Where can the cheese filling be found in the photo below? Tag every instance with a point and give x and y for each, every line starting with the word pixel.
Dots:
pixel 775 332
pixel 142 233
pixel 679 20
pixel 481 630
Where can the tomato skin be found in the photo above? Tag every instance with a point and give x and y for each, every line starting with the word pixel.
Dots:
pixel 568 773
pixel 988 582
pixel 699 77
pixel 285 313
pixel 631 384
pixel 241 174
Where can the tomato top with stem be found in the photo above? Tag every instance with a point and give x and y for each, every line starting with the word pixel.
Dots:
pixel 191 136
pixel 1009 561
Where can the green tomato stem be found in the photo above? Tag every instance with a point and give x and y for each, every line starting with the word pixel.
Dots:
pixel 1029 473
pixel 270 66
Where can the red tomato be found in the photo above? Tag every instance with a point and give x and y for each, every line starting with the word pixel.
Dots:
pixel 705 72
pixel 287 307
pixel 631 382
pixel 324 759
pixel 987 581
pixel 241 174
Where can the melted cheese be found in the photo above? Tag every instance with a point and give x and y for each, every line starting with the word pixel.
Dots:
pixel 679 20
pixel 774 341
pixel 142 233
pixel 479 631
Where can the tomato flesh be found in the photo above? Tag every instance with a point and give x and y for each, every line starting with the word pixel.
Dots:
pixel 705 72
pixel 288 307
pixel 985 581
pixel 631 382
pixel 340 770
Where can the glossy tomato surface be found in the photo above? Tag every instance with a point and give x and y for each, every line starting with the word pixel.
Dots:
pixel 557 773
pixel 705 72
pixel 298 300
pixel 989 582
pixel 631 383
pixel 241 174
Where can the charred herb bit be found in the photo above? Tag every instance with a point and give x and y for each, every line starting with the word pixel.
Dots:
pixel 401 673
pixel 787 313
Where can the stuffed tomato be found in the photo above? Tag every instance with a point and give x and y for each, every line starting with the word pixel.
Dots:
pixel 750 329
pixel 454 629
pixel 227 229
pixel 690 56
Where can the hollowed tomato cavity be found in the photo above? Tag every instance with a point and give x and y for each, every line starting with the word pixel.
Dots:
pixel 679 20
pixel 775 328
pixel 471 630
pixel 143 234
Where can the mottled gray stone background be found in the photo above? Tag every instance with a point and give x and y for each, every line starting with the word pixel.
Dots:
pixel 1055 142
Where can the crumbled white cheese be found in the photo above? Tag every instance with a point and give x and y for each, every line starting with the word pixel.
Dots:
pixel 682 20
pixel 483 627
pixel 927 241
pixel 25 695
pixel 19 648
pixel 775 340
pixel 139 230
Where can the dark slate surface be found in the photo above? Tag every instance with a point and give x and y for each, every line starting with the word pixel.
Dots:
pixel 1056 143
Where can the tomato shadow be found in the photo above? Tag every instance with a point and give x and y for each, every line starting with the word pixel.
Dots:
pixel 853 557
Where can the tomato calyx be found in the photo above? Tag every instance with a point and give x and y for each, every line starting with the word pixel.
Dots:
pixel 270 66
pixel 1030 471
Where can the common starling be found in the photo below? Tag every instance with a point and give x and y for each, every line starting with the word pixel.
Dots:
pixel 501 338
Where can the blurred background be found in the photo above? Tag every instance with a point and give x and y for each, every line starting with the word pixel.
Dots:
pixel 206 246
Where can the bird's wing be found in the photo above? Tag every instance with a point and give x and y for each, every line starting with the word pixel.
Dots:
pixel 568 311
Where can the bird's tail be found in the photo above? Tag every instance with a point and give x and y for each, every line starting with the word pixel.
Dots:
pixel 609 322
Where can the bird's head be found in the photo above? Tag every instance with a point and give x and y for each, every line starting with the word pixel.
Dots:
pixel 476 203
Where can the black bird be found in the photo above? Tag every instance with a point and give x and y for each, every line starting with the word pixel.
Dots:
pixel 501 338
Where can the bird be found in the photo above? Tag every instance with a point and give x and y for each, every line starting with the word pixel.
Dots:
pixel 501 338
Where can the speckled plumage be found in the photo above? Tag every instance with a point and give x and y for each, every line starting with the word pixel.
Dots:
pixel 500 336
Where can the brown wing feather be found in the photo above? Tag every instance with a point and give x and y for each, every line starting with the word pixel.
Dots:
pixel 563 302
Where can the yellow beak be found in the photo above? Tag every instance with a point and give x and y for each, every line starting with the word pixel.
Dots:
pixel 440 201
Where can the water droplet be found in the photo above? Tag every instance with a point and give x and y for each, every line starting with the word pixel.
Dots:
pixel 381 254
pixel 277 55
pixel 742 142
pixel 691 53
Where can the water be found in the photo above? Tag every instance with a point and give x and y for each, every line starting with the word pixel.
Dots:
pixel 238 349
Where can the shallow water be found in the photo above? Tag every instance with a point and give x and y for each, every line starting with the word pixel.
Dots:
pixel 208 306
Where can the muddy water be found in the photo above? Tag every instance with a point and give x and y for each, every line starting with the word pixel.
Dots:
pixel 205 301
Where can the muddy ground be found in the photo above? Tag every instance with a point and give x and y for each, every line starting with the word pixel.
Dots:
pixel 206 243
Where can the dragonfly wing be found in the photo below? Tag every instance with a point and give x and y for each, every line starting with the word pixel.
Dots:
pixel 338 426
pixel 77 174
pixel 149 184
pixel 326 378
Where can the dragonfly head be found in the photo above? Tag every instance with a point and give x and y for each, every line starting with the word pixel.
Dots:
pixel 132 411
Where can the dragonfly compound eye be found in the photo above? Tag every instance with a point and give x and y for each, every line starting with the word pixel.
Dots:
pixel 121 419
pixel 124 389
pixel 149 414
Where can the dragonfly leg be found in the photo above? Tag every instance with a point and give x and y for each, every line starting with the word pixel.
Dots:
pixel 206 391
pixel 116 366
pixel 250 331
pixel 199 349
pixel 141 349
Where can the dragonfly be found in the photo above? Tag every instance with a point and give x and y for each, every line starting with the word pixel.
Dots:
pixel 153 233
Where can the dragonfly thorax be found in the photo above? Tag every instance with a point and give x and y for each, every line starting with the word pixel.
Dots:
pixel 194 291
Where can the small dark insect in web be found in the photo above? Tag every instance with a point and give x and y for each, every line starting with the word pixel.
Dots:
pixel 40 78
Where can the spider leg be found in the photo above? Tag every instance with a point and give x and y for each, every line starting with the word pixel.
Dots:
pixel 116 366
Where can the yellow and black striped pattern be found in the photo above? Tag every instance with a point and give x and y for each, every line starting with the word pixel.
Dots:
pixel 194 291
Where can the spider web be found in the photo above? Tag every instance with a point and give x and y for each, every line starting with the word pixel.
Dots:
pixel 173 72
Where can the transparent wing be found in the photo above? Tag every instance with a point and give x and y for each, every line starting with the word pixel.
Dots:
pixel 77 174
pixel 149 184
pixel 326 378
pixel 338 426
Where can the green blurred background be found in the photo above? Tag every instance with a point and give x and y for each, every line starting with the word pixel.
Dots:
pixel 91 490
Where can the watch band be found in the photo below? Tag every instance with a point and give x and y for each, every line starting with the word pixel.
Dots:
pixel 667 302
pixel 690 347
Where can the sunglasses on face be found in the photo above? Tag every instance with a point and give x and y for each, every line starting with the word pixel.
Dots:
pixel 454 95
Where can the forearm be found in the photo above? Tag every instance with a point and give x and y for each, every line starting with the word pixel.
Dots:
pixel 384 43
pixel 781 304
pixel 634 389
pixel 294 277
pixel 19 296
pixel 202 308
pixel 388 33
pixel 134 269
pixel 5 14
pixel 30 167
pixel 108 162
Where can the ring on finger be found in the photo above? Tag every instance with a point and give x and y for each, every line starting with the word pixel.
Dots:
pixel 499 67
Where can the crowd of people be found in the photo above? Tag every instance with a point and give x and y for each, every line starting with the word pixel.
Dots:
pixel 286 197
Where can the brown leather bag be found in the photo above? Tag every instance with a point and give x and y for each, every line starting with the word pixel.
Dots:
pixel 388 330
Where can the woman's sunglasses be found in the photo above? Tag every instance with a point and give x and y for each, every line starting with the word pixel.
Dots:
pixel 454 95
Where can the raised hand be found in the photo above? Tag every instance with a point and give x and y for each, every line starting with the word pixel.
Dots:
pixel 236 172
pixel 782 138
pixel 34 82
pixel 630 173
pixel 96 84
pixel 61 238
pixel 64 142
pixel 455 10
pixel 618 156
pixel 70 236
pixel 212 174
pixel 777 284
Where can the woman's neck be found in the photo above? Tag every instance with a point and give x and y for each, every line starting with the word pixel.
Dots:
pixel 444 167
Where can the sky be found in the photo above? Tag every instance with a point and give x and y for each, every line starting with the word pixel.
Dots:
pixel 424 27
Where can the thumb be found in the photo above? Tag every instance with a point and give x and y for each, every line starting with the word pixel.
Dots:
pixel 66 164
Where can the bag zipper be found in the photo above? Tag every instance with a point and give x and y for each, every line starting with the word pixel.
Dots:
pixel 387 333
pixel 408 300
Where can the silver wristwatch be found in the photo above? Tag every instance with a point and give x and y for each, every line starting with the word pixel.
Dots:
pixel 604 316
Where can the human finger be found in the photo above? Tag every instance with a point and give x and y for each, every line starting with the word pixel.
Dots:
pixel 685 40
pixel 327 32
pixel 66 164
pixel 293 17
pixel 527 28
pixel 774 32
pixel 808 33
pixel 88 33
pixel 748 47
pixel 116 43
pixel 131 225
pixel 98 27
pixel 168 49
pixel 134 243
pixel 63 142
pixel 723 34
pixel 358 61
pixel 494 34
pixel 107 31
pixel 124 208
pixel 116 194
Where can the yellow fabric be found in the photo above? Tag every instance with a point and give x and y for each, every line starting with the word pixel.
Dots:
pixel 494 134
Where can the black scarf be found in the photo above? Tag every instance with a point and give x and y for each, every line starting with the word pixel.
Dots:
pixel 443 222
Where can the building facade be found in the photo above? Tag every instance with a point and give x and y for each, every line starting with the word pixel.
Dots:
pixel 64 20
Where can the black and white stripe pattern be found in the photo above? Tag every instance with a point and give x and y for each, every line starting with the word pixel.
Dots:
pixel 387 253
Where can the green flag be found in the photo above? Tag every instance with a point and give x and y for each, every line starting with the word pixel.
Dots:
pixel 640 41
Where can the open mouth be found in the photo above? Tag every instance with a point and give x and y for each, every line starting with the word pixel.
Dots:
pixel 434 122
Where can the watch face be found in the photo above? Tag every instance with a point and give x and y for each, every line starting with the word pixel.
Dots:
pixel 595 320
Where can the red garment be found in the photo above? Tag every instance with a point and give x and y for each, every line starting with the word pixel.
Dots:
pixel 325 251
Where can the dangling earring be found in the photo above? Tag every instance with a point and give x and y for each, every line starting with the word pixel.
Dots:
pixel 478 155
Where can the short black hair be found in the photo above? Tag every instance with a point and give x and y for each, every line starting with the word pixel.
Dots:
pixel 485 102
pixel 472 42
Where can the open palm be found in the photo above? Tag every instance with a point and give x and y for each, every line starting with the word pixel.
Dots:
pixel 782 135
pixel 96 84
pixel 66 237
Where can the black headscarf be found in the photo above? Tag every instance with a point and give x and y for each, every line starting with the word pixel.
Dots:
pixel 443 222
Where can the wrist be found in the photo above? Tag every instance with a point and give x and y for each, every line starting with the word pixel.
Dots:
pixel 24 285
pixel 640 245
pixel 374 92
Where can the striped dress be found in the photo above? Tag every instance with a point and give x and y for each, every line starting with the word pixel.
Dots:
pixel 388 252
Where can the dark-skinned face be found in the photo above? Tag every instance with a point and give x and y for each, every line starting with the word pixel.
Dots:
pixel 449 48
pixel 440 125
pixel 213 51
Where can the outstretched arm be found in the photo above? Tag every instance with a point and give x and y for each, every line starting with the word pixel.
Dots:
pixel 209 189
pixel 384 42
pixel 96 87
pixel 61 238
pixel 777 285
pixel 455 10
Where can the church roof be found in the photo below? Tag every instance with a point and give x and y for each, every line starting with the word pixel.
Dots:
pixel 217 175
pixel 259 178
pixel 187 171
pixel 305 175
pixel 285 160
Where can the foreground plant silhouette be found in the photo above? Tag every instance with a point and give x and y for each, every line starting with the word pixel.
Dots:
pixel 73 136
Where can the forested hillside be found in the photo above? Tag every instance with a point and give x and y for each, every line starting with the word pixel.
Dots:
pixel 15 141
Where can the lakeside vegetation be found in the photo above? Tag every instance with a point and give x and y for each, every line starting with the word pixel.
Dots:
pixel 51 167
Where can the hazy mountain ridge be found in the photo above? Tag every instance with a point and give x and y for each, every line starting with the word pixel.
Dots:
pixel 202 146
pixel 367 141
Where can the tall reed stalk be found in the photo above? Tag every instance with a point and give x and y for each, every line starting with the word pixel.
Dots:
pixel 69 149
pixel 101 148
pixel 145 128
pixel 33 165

──────

Would you please return all lines from the listing above that contain "muddy"?

Where can the muddy water be found in the photo above? Tag every instance with a point and give x and y for each, every line starting with the word pixel.
Where can the muddy ground be found in the photo above? Tag every instance with a point and give x and y for each, every line starting with the word pixel.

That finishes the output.